* Try it
Give again, unaltered, the lines of the listing below that run from the line having "positive clicks: (629, 137)" through the line having "box: [208, 163, 227, 207]".

* Task input
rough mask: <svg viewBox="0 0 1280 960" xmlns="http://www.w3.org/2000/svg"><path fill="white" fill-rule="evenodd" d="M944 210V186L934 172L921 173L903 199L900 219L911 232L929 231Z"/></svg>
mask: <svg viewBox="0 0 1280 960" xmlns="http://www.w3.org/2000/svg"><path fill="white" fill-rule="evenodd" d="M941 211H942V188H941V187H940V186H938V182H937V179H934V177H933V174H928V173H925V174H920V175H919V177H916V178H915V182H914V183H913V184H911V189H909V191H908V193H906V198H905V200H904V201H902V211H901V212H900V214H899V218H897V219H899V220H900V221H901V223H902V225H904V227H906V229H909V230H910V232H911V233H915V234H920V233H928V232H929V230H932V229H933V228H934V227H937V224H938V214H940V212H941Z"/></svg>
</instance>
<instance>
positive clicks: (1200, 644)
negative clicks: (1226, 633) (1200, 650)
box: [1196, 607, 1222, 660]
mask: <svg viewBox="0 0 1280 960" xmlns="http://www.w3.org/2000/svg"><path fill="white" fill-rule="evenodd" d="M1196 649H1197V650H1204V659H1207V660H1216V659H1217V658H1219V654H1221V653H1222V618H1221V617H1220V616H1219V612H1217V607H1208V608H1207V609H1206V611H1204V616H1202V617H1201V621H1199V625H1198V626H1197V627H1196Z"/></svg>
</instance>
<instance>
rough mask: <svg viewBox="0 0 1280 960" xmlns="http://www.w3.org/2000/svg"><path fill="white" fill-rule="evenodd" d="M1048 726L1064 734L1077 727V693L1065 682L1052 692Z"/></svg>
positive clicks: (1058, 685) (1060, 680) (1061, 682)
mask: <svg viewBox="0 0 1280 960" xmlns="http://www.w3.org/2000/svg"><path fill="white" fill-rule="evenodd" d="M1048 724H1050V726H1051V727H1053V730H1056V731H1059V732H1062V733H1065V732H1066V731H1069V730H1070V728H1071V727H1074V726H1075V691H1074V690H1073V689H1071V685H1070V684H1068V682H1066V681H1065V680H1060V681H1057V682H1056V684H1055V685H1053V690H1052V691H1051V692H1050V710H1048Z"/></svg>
* * *
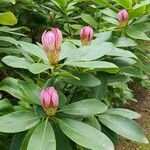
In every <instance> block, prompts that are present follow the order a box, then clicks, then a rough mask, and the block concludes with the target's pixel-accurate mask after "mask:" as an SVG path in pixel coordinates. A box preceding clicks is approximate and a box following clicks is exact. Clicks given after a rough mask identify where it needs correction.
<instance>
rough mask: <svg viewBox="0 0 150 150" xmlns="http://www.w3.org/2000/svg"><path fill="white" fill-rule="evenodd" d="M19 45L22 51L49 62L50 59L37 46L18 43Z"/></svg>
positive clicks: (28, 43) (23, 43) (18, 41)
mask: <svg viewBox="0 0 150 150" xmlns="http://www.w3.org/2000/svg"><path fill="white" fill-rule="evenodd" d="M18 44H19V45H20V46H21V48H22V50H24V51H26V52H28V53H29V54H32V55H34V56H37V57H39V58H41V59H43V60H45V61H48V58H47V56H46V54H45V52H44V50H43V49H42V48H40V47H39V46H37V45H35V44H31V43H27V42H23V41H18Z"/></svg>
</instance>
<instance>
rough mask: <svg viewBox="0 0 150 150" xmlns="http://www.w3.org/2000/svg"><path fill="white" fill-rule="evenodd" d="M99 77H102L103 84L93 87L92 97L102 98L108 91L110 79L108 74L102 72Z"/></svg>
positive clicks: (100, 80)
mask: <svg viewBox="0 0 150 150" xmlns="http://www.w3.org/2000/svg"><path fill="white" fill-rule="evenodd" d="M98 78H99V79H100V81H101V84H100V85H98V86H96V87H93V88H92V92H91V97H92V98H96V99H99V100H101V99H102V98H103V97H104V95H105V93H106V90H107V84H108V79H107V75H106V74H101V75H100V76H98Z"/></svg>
...
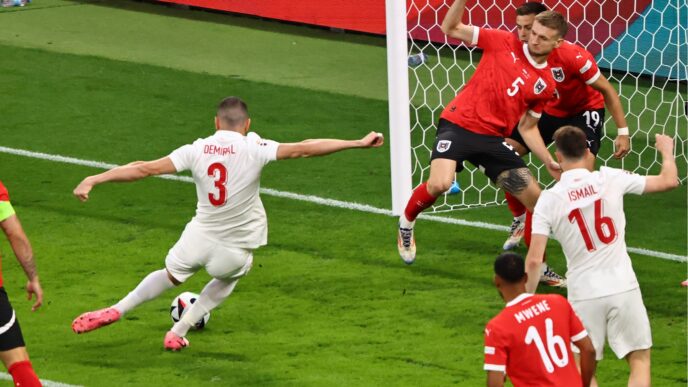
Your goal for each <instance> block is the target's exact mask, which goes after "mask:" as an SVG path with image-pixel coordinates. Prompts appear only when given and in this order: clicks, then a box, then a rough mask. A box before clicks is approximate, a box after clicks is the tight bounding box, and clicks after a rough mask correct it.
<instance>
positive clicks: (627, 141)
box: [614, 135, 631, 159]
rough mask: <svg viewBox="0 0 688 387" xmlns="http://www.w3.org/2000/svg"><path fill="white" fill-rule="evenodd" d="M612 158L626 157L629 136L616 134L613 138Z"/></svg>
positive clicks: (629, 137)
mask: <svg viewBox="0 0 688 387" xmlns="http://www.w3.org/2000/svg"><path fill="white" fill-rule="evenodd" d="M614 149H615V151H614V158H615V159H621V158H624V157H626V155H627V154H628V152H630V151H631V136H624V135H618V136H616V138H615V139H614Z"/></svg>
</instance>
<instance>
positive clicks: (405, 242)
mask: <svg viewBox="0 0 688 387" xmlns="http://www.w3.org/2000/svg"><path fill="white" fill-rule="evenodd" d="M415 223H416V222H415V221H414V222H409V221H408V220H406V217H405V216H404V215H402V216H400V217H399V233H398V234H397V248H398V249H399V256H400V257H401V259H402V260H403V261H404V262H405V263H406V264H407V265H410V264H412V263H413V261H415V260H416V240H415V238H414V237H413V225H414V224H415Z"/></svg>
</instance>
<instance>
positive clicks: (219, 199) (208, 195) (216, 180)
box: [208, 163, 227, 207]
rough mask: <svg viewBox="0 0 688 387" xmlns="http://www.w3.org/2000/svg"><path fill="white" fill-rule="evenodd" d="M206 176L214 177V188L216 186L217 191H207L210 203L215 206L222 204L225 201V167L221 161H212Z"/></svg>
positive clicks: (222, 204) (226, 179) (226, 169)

* Exercise solution
positive clicks: (629, 137)
mask: <svg viewBox="0 0 688 387" xmlns="http://www.w3.org/2000/svg"><path fill="white" fill-rule="evenodd" d="M614 149H615V151H614V158H615V159H621V158H624V157H626V155H627V154H628V152H630V151H631V136H624V135H618V136H616V138H615V139H614Z"/></svg>
</instance>
<instance>
positive clicks: (405, 242)
mask: <svg viewBox="0 0 688 387" xmlns="http://www.w3.org/2000/svg"><path fill="white" fill-rule="evenodd" d="M415 223H416V222H415V221H414V222H409V221H408V220H406V217H405V216H404V215H402V216H400V217H399V233H398V234H397V248H398V249H399V256H400V257H401V259H402V260H403V261H404V262H405V263H406V264H407V265H410V264H412V263H413V261H415V260H416V240H415V238H414V237H413V225H414V224H415Z"/></svg>
</instance>
<instance>
positive clicks: (219, 199) (208, 195) (216, 180)
box: [208, 163, 227, 207]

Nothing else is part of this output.